## RECORDS TO USE
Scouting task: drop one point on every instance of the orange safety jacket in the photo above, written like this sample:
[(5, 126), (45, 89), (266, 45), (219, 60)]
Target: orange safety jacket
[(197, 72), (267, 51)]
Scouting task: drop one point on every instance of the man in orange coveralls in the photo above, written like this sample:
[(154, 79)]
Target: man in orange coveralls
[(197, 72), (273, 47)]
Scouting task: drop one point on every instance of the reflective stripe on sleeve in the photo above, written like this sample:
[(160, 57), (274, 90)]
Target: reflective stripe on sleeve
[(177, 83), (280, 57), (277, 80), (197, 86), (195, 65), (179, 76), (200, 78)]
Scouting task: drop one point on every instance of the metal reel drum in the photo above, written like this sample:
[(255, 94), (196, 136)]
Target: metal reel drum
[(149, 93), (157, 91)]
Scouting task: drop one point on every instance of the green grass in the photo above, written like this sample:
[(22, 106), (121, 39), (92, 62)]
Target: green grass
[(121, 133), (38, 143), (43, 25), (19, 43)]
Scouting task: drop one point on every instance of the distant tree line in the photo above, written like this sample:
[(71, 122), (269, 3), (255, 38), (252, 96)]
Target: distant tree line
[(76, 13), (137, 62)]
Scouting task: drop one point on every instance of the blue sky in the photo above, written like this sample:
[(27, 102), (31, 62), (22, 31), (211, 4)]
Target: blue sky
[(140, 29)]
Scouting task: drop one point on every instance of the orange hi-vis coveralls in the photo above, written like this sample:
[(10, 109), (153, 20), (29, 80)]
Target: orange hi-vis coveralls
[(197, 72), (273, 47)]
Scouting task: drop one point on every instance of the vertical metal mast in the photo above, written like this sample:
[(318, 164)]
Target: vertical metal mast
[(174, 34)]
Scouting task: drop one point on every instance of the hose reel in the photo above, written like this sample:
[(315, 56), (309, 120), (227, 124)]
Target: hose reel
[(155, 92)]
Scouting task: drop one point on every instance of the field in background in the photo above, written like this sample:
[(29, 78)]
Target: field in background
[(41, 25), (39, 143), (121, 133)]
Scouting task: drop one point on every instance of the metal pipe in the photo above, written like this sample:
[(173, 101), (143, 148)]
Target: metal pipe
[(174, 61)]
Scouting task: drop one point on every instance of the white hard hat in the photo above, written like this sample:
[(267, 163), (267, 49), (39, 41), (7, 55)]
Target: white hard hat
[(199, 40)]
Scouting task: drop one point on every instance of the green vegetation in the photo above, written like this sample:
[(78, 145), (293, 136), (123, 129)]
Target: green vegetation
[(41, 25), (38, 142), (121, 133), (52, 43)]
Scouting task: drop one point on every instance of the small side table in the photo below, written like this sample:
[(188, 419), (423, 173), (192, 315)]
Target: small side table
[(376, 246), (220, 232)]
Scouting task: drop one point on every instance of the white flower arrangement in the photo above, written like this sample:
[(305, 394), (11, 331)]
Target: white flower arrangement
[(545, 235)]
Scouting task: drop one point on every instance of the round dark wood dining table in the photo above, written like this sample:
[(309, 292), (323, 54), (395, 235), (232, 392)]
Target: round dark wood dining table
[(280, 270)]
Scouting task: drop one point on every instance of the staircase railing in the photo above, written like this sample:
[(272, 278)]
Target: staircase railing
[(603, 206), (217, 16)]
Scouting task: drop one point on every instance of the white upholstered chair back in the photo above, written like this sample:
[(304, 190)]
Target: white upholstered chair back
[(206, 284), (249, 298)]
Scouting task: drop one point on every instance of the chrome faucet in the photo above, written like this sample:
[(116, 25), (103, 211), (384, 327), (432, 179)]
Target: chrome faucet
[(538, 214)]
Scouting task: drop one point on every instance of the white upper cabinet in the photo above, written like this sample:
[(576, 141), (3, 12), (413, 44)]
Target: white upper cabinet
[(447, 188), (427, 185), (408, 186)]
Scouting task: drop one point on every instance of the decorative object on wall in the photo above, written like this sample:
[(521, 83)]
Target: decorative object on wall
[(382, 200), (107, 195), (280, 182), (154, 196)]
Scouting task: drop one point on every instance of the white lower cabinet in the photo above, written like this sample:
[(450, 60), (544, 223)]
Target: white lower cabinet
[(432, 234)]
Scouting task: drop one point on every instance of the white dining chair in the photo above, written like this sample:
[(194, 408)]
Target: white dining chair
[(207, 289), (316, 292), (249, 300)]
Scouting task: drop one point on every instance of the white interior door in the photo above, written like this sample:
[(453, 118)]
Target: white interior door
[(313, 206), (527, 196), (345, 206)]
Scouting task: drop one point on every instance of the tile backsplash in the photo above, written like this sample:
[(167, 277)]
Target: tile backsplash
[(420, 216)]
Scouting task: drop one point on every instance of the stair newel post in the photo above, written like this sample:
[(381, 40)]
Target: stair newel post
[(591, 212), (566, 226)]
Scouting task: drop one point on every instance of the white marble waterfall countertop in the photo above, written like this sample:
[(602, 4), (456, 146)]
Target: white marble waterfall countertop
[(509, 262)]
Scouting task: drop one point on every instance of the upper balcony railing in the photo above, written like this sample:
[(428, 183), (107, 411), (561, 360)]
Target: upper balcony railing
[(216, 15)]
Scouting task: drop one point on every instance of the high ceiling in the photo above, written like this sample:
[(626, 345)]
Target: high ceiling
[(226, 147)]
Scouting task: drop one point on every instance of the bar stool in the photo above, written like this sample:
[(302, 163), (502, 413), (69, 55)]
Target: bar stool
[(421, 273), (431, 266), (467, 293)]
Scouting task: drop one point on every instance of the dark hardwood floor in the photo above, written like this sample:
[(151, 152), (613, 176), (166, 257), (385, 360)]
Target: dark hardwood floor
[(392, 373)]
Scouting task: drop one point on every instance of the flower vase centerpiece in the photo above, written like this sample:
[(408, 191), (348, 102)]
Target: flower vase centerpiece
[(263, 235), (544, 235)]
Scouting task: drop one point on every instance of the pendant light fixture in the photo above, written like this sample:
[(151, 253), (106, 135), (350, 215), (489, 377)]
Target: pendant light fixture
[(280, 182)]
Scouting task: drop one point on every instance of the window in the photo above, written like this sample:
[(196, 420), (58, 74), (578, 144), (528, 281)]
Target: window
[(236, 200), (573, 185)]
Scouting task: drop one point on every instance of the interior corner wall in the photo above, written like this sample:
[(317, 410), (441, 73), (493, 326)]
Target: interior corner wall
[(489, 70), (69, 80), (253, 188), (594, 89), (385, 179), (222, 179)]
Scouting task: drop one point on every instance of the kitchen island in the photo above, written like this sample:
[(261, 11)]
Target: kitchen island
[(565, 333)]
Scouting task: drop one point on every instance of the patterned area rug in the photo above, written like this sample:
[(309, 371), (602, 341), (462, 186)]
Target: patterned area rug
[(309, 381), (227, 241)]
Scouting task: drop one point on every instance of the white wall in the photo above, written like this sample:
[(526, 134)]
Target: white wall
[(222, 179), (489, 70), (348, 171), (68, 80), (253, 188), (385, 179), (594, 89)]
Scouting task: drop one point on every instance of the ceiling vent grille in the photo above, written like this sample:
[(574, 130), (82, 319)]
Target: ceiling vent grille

## EXERCISE TASK
Reproduce all of the entries above word for word, with no changes.

## EXERCISE SOLUTION
Scouting task: drop one point on every instance of the orange safety jacket in the photo above, written like this sample:
[(5, 126), (45, 89), (266, 45), (219, 60)]
Target: orange safety jacket
[(197, 72), (267, 51)]
Scouting task: drop one point on every instance of the man in orange coveralls in the photo above, written like this sample:
[(154, 79)]
Target: man in orange coveralls
[(197, 72), (273, 47)]
Scouting task: drop one point on every instance of the reflective stripe on sleeve in the photo above, written like this sample:
[(160, 57), (274, 90)]
Target: reflective stripe on sleeve
[(177, 83), (280, 57), (277, 80), (197, 86), (195, 65), (179, 76), (200, 78)]
Scouting task: drop one point on every instance of the metal reel drum in the photo above, written like this sample:
[(255, 94), (196, 136)]
Target: metal reel drum
[(149, 93), (157, 91)]
Scouting task: drop one point on every instance of the green grass in the photo above, written like this sample:
[(22, 106), (121, 39), (92, 62)]
Target: green grass
[(121, 133), (38, 143), (43, 25), (19, 43)]
Scouting task: drop one point on every instance of the distant tree line in the photo above, written like this sample:
[(71, 122), (269, 3), (255, 38), (252, 96)]
Target: distant tree line
[(76, 13), (137, 62)]
Scouting task: drop one point on every instance of the blue sky in the photo above, written like this sample:
[(27, 102), (31, 62), (22, 31), (211, 4)]
Target: blue sky
[(140, 29)]
Scouting task: drop one point on every instance of the orange hi-vis coveralls in the photo above, written like this sample:
[(10, 109), (153, 20), (29, 80)]
Target: orange hi-vis coveralls
[(197, 72), (273, 47)]
Scouting task: drop one point on every instance of the vertical metal mast in the photo above, written like this sample:
[(318, 164)]
Target: vertical metal mast
[(174, 34)]
Scouting task: drop one point on every instance of the hose reel in the photo above, written like this sample:
[(315, 56), (309, 120), (227, 124)]
Target: hose reel
[(155, 92)]
Scouting task: drop one point on every instance of the field in background in the photo above, written like this sample:
[(29, 78)]
Target: field in background
[(41, 25), (39, 143), (121, 133)]
Scouting task: drop one point on every instance of the metal pipe in the photo above, written like this sample:
[(173, 101), (143, 148)]
Target: metal pipe
[(174, 61)]
Scouting task: drop one point on every instance of the white hard hat in the photo above, written like this sample:
[(267, 163), (267, 49), (39, 41), (7, 55)]
Target: white hard hat
[(199, 40)]
Scouting task: drop one point on every instance of the green vegetation in the photo above, written like this sample:
[(78, 145), (293, 136), (123, 129)]
Target: green vegetation
[(41, 25), (38, 142), (121, 133), (52, 43)]
Scouting task: drop one point on every instance of the small side table in the photo below, written like this sample:
[(188, 419), (423, 173), (192, 315)]
Target: small side table
[(376, 246), (220, 232)]
Scouting task: drop one point on every instance of the white flower arrangement in the photo above, written like this sample:
[(305, 394), (11, 331)]
Target: white flower arrangement
[(545, 235)]
Scouting task: drop one point on every instance of the round dark wood dining table in the photo above, written like this sample:
[(309, 292), (323, 54), (395, 235), (232, 392)]
Target: round dark wood dining table
[(280, 270)]
Scouting task: drop one point on every instance of the staircase railing in the photo above, written like this sample:
[(272, 278)]
Target: staircase railing
[(603, 206), (217, 16)]
Scouting task: drop one point on every instance of the white upholstered chair back in the photo above, written like this sample:
[(304, 190)]
Target: white upholstered chair back
[(206, 284), (249, 298)]
Scouting task: drop one point on every instance of the chrome faucet in the photo above, written like this sample:
[(116, 25), (103, 211), (384, 327), (432, 179)]
Target: chrome faucet
[(538, 214)]
Scouting task: drop one point on every instance of the white upper cabinet in the photo above, written like this sample:
[(576, 141), (3, 12), (413, 44)]
Target: white upper cabinet
[(447, 188), (427, 185), (408, 186)]
Scouting task: drop one point on every instance of the decorative object on wall in the photo above, written like this sample:
[(521, 83)]
Target: decorative object on wall
[(382, 200), (107, 195), (280, 182), (154, 196)]
Scouting task: drop one point on every instance of the white lower cabinet in the photo above, written like this sample:
[(450, 60), (544, 223)]
Target: white lower cabinet
[(432, 234)]
Scouting task: drop one point on every instance of the white dining chair in the photo above, written like this sample:
[(194, 408)]
Target: white dining chair
[(207, 289), (316, 292), (249, 300)]
Scouting task: drop one point on every instance of the white interior door in the photo above, written like this sample:
[(453, 118)]
Target: white interior door
[(313, 206), (527, 196), (345, 206)]
Scouting task: drop one point on every instance of the tile backsplash in the photo above, written like this sample:
[(167, 277)]
Target: tile backsplash
[(420, 216)]
Scouting task: drop one point on every instance of the stair newel post in the photo above, written like this sample:
[(381, 40)]
Target: stair newel post
[(591, 212), (566, 226)]
Scouting task: drop one point on every instance of the white marble waterfall countertop in the photo above, written like this sample:
[(602, 4), (456, 146)]
Target: white marble waterfall countertop
[(509, 262)]
Scouting task: drop one point on every instance of the upper balcony railing in the photo above, written like this sample:
[(428, 183), (107, 411), (561, 360)]
Target: upper balcony railing
[(216, 15)]
Scouting task: drop one point on every instance of the high ceiling in the photo above, written like this sample:
[(626, 345)]
Target: high ceiling
[(226, 147)]
Scouting task: drop one point on every instance of the bar stool in the photo above, written like this sample:
[(302, 163), (502, 413), (69, 55)]
Target: bar stool
[(421, 273), (431, 266), (467, 293)]
Scouting task: drop one point on every instance of the dark hardwood floor in the photo above, written like this sample:
[(151, 152), (613, 176), (166, 257), (385, 360)]
Target: dark hardwood floor
[(392, 373)]
Scouting task: drop one point on every instance of the flower vase centerpiece in the photo above, written like this sample:
[(408, 191), (348, 102)]
Target: flower vase centerpiece
[(263, 235), (544, 235)]
Scouting task: drop one point on every instance of the pendant light fixture in the photo above, written like this sample:
[(151, 253), (106, 135), (350, 215), (489, 377)]
Target: pendant light fixture
[(280, 182)]
Scouting task: drop one point on every instance of the window in the photo above, written like this sample:
[(196, 420), (58, 74), (578, 144), (528, 281)]
Target: window
[(236, 200), (573, 185)]
Scouting task: drop one point on every instance of the interior corner wall in the photo above, written like this sample:
[(317, 410), (441, 73), (493, 326)]
Target: interior corner wall
[(489, 70), (69, 80), (253, 188), (594, 89), (385, 179), (222, 179)]
Scouting task: drop one point on every instance of the kitchen island in the photo above, written like this sample:
[(261, 11)]
Target: kitchen island
[(565, 333)]
Scouting task: drop one point on every instance of the patterned area rug in the photo above, written like this sample:
[(309, 371), (602, 341), (462, 186)]
Target: patterned area rug
[(309, 381), (227, 241)]
Scouting task: drop one point on every instance of the white wall in the photo above, written like this sample:
[(526, 134)]
Target: white wall
[(222, 179), (489, 70), (348, 171), (68, 80), (253, 188), (385, 179), (594, 89)]
Scouting task: drop one point on every instance of the ceiling vent grille in the photo above, written like this sample:
[(574, 130), (82, 319)]
Target: ceiling vent grille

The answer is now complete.